## Activities
- 1) In the tax deductions article, which members of the military can claim a deduction for gym memberships?
- 2) Continue the article on non-deductible tax expenses from where it stops.

## Document passage
..............................

With the tax return lodgement deadline of 31 October looming into view, millions of people will be looking to lodge their returns to beat the deadlines and hopefully bag themselves a tasty tax refund into the bargain.
To get the best out of your taxes, you need to claim all the deductions you’re entitled to. However, there are strict rules around what you can claim;
Firstly, you need to have incurred the expense and not been reimbursed;
Secondly, it must directly relate to the income you earned (for instance from your job, business or investment); and
Thirdly, you need to be able to prove that you spent the money, so you’ll need an invoice, receipt or some other proof of purchase (like a bank statement).
If you tick all those boxes, you should be OK. Having said that, there a few things that people often try to claim as deductions that are never – or at least very rarely – deductible, even though taxpayers often swear blind that they are entitled to make a claim.
Also read: 9 most outrageous tax return claims revealed
So, here is my list of the top things that people think are deductible – but really aren’t!
The argument is that the only way you can work is to put the children into day care, so it must be a work-related expense, right? Wrong. Child care is a private cost and not tax deductible.
Many people need a high level of fitness to do their jobs (such as police officers or military personnel) but that doesn’t mean they can claim a deduction for getting fit.
The category of people who can claim a deduction for gym memberships is restricted to those whose fitness level is well in excess of the norm. So, normal military personnel can’t make a claim but members of the special forces can make a claim, and so can professional sportspeople, but not gym teachers.
Deductions can be claimed for things like protective clothing, work-related uniforms and occupation specific clothing (like barristers robes), but conventional clothing isn’t claimable. Many people try to argue that their business suits are occupation specific because they never wear a suit outside work.
Sadly, the ATO doesn’t agree; such items are regarded as conventional clothing and are not deductible. In addition, you can’t claim a deduction for getting your business attire laundered or dry cleaned for the same reason.

..............................

## Collected data
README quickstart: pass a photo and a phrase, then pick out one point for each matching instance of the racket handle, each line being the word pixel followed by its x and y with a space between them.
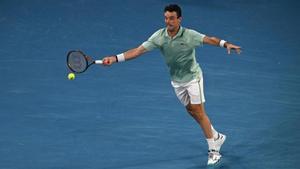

..............................

## Outputs for the tasks
- 1) Members of the special forces

- 2)
You might need to look your best for work but that doesn’t mean that the money spent on haircare, make-up and even cosmetic surgery is tax deductible. Such costs are regarded as private in nature and not claimable.
Home to work travel
As a general rule, the cost of the daily commute isn’t deductible. So far as the ATO is concerned, the daily grind begins when you get to work and ends when you leave, so the time you spend getting to and from work is private in nature and expenses associated with it (such as train fares, or petrol) are not claimable.
There are exceptions if you’re required to carry bulky tools or equipment or if you are an “itinerant” worker (someone with no fixed workplace who travels to different worksites every day) but expect the ATO to look closely if you claim to fall into one of those exemption.
Lots of marketing, PR and media people would love to claim the cost of their Netflix or Foxtel subscriptions but the number who can actually do it is small, and even then only a proportion can be claimed.
You can claim if you can show that you're required to access pay TV as part of your work. The amount of the deduction is limited to the content that is specific to earning your income.
Sporting club memberships
What better way to widen your circle of work contacts than by joining the local golf club? Surely, a business meeting on the golf course is more likely to land a deal than sitting around the boardroom table?
Quite possibly, but that doesn’t make golf club memberships (or other similar costs, such as tennis clubs or MCG memberships). Such expenses are private in nature and not deductible
Similarly to the above, it might seem easier to land new business by taking customers out to that swanky new restaurant that’s just opened but that doesn’t cut any ice with the taxman. Money spent on entertaining is not tax deductible.
Some people have medical issues that impact their ability to work so the thinking goes that if they need to invest in medical treatment or some form of medical appliance to mitigate the effect of that health issue in order to allow them to work, it must be tax deductible.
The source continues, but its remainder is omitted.